Document passage =
───

2 pumps... bad idea... they would have to be matched perfectly and since you are pumping out of a lower tank (non sealed vessel) into an upper tank if the power goes out and the output nozel of the pump into the upper tank is below water level you will still flood...

to solve this run just your canister... you need to have you tank modded or just get an over the back overflow... (uses syphen to fill a small tank hanging on back of tank and water is drawn out of it, it works just trust me)... 

soo your water will go from main tank, into OTB overflow, into fuge, be pumped out of fuge into tank... a good thing about over flow is that the water level in your tank will never change as long as there is water in other parts of system...

warning... you still need to put like an anti reverse flow valve on the canister since if you loose power it is verry likey that it will still flood your fuge (well that or make sure the return into your main tank is above water level...)

───

Recorded data =
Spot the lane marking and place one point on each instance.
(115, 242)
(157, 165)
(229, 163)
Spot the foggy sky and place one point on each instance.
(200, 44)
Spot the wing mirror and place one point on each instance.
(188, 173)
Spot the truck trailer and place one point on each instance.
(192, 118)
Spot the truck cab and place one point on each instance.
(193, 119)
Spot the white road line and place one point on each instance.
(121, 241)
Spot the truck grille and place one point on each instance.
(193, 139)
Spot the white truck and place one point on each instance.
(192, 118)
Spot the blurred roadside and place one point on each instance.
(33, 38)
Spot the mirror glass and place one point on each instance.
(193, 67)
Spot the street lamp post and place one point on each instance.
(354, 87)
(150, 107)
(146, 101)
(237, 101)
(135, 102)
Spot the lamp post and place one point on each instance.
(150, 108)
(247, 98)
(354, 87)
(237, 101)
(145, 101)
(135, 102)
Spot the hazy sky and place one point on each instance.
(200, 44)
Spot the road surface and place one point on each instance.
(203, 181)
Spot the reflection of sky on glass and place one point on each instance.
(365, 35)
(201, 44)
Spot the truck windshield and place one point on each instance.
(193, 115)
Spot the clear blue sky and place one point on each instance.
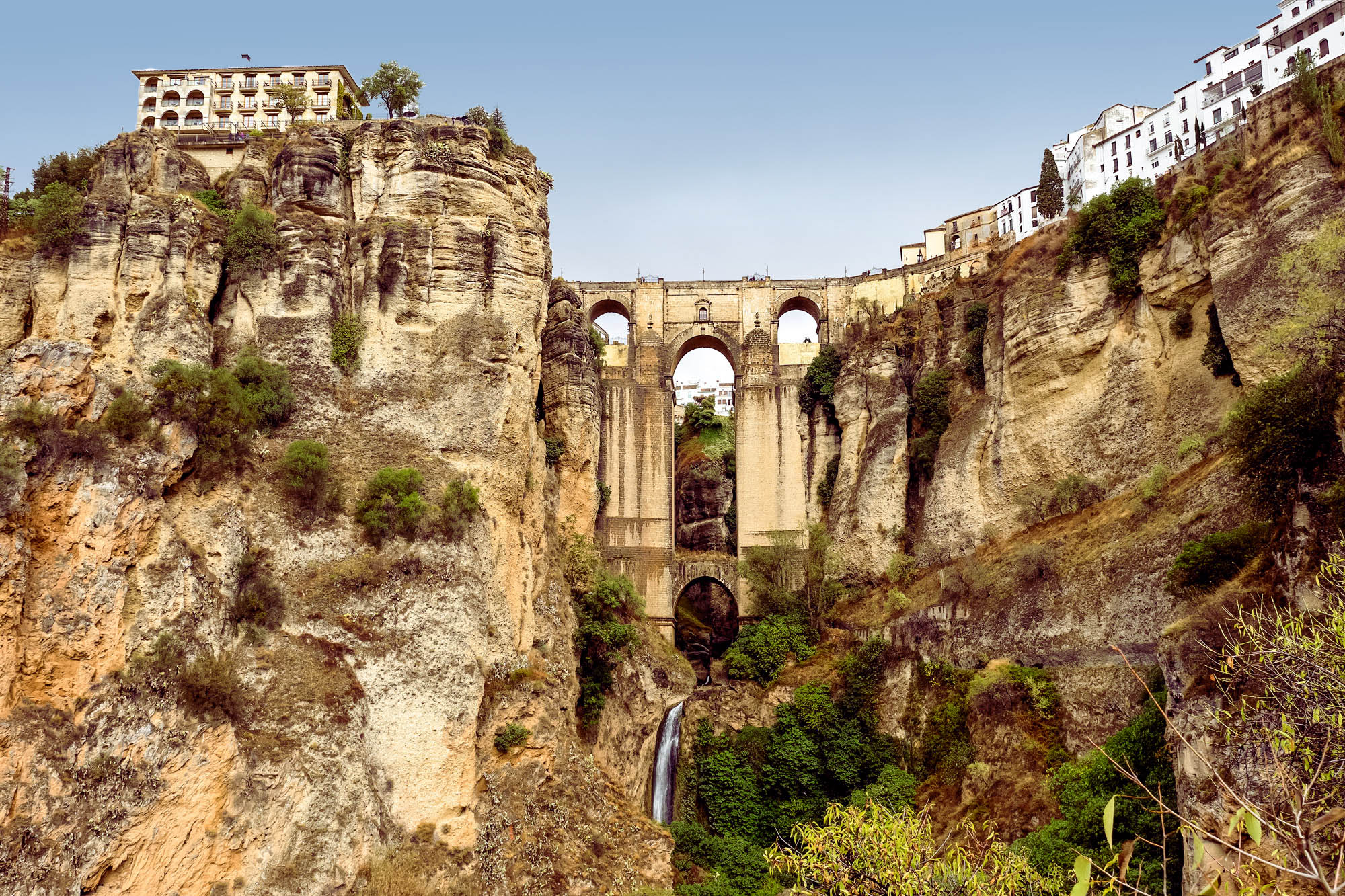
(810, 139)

───

Problems and tasks =
a) In the aquarium overflow post, what happens to the water level in the main tank when an overflow is used?
b) Do these statements agree with the aquarium overflow post? Answer yes or no for each, quoting the deciding words. (i) The post recommends running two pumps. (ii) An over-the-back overflow uses a siphon to fill a small tank hanging on the back of the tank. (iii) The post says the canister needs an anti-reverse-flow valve.
c) Pick up the aquarium overflow post after its last sentence and keep writing it.
You won't need the records for any of this.

Task results =
a) It never changes as long as there is water in other parts of the system.

b)
(i) No: "2 pumps... bad idea..."
(ii) Yes: "uses syphen to fill a small tank hanging on back of tank"
(iii) Yes: "you still need to put like an anti reverse flow valve on the canister"

c)
-me

p.s. and i dont know whether all that flow will be too much for your fuge... im just saying the process is scewed... i have no idea about the actual filtration ability of the system you are planning...


----------



## gdwb10101

thanks. I was just trying to incorporate two things into 1. I can always find another use for my canister.


----------



## predator

like i said it would work... you just need an over the back overflow...

-me


----------



## im_a_clownfish

What I did was buy another canister filter - a clear one this time. Don't get the ehiem with the green plastic as its a UV filter.
I am putting a 50/50 compact fluorescent light on each side of the clear canister so the light gets in. I'll make some chambers with screening or egg crate to keep the different media in...ie caulerpa, cheato, etc....and to keep it from gettign sucked up into the tank. WIth this method, the refuge is totally sealed and nothing will happen if the power goes out. Its a canister filter refugium. 

Wadda ya think? I bought all the parts and will assemble it on the weekend...I can let you know how it goes if you like or feel free to leave me a personal message.


----------



## gdwb10101

thats a great idea. I don't know how much light can get through the plastic, even though it is clear, but otherwise great idea IMO. If others agree, I might just do that


----------



## im_a_clownfish

I figure with a compact fluorescent 50/50 light on each side, the light should get through fine. It's not the hazy plastic like on some of the canisters...its pretty clear which is awesome!


----------



## gdwb10101

what kinda is it? price? etc.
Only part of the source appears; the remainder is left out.